§ Task objective
Find the lines of the listing that contain the string "countertop", and return them.

§ Supplied records

-*-

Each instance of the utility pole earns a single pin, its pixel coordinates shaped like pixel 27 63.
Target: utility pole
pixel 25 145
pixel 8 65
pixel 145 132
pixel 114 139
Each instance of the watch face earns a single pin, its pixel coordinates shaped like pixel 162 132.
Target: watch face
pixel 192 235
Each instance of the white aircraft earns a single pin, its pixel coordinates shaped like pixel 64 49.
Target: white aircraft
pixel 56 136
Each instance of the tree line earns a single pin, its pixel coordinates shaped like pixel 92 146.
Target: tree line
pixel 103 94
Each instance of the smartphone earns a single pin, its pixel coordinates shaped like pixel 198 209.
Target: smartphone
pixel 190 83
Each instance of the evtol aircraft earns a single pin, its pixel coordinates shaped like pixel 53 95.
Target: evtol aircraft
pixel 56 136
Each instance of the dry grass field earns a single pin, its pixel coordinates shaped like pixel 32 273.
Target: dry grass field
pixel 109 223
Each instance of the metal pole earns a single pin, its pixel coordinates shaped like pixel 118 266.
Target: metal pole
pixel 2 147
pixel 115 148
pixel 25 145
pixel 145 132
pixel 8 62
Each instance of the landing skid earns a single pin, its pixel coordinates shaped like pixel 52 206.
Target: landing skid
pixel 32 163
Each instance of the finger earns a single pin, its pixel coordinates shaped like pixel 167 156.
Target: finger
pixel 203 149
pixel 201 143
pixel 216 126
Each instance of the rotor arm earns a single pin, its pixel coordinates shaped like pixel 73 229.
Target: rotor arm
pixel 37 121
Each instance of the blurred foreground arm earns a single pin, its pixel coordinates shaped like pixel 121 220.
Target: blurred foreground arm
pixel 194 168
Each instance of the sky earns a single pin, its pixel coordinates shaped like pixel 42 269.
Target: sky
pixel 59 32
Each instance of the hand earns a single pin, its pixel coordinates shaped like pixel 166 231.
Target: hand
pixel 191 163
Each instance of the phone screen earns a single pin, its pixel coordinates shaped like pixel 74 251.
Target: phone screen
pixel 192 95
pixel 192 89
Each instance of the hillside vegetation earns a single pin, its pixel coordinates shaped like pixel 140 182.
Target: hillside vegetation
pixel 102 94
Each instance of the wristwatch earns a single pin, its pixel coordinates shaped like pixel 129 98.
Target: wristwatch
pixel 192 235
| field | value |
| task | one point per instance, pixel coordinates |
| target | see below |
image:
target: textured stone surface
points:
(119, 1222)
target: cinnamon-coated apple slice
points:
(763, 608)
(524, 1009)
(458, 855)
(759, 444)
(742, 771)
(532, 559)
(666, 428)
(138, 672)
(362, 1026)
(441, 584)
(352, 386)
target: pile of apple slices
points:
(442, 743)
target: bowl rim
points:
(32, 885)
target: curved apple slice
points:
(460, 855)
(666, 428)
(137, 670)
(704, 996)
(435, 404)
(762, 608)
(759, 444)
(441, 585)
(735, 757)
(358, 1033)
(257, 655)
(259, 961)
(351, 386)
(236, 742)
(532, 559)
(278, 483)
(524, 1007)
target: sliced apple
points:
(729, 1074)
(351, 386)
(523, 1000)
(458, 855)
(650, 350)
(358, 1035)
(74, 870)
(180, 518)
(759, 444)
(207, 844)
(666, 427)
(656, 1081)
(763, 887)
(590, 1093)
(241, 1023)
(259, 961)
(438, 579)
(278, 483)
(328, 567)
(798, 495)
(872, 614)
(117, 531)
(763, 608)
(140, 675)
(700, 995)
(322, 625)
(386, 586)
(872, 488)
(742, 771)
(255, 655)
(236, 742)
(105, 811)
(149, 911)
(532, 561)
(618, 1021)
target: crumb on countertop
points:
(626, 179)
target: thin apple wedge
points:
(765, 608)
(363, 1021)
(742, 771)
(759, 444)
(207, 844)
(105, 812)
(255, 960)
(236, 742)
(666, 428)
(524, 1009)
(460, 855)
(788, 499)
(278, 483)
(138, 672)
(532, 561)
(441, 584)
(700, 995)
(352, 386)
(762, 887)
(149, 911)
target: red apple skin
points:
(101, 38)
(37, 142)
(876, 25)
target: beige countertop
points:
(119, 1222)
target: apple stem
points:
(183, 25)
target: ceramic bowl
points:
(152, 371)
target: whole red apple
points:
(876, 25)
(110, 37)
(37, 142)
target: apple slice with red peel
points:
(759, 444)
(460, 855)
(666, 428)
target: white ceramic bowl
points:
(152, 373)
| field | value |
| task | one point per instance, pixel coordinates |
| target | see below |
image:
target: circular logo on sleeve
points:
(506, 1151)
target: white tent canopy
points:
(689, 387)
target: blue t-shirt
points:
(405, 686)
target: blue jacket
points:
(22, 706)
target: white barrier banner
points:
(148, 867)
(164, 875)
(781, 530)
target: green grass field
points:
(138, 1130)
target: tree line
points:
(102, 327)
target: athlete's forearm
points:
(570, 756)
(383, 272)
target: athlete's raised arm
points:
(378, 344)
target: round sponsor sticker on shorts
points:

-*-

§ Solution below
target: crumb on countertop
target: beige countertop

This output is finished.